> **The task**: Reproduce the data below verbatim from the line containing "Tag one point on each instance of the dark" through its final line, and produce nothing more.
>> start Extracted data
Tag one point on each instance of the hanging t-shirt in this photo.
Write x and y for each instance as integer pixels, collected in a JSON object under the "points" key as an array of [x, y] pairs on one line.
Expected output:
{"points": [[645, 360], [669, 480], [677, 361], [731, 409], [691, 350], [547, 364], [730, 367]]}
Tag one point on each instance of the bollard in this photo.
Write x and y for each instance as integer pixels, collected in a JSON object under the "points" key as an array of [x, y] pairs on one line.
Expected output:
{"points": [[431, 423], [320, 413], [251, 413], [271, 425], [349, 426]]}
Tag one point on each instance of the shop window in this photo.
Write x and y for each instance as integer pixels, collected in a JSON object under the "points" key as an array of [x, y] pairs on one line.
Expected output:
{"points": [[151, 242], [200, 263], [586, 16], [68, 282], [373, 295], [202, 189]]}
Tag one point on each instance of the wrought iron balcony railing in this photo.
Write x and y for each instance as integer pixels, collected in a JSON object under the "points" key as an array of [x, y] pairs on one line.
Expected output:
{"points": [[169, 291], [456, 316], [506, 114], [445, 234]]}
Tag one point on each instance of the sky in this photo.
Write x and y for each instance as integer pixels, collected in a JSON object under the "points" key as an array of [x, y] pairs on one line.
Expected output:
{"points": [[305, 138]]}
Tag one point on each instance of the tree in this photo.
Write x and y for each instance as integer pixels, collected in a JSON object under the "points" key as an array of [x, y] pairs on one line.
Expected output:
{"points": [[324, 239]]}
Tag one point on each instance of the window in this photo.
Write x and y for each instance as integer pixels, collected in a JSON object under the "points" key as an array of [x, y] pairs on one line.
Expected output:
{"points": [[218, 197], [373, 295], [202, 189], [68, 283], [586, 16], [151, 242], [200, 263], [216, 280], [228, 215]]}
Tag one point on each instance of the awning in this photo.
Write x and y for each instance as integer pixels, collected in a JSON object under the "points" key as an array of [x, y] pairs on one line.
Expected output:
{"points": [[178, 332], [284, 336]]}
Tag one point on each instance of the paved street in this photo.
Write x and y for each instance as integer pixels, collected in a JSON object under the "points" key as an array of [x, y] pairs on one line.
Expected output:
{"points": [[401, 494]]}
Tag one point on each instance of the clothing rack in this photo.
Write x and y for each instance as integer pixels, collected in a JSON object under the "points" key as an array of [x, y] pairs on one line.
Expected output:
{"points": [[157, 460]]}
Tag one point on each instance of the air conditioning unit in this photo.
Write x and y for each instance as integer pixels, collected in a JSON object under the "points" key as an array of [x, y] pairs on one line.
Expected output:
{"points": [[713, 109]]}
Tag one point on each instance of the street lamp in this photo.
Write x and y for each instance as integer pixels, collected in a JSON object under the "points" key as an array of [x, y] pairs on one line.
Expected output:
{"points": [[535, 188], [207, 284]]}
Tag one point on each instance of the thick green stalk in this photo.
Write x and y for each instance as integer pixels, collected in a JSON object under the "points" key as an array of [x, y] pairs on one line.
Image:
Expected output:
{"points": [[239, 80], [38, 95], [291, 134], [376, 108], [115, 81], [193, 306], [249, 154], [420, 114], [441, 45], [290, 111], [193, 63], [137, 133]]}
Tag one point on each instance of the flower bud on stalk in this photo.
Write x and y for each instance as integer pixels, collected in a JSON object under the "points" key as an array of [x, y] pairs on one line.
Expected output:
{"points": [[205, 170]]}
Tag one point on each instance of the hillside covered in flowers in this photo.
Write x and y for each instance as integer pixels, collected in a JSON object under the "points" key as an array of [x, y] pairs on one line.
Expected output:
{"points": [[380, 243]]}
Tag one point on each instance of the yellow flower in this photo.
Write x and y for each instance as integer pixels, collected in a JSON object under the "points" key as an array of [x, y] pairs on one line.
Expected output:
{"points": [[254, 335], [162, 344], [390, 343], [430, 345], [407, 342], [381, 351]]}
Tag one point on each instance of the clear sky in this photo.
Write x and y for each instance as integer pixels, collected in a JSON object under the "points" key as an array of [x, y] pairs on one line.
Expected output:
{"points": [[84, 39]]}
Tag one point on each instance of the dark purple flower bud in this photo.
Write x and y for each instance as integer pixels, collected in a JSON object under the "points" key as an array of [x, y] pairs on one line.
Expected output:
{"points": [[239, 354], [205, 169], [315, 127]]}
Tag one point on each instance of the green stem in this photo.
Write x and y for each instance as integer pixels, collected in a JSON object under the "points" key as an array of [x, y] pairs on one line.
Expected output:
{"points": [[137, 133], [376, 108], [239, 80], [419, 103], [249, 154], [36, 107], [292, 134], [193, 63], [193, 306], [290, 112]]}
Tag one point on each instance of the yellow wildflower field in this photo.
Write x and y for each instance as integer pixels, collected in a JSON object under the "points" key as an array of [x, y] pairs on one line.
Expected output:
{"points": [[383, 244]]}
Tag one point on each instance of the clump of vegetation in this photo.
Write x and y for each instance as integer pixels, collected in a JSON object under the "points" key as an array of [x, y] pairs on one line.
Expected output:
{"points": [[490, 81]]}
>> end Extracted data
> **The output**:
Tag one point on each instance of the dark purple flower bud in this photo.
Write x and y for each instance as integer pixels, collected in a JSON object under the "points" key as an array of [x, y] pairs on one line.
Expected output:
{"points": [[239, 354], [205, 169], [315, 127]]}
Tag one point on each instance of the green stem in this photo.
Write x and y for each instance as integer pixels, collected in a JSON object under the "points" key as an array of [x, y] pairs on one line.
Expected output:
{"points": [[137, 133], [376, 108], [239, 80], [419, 103], [249, 154], [36, 107], [292, 134], [193, 63], [193, 306], [290, 112]]}
Tag one point on each instance of the yellow wildflower field in this photo.
Write x and y for each instance as integer pixels, collected in a JSON object under the "points" key as an array of [x, y] pairs on one line.
Expected output:
{"points": [[383, 244]]}
Tag one point on each instance of the clump of vegetation in this photo.
Write x and y for each instance as integer pixels, collected in a JSON object under the "points" key as an array of [x, y] pairs on one line.
Expected output:
{"points": [[490, 81]]}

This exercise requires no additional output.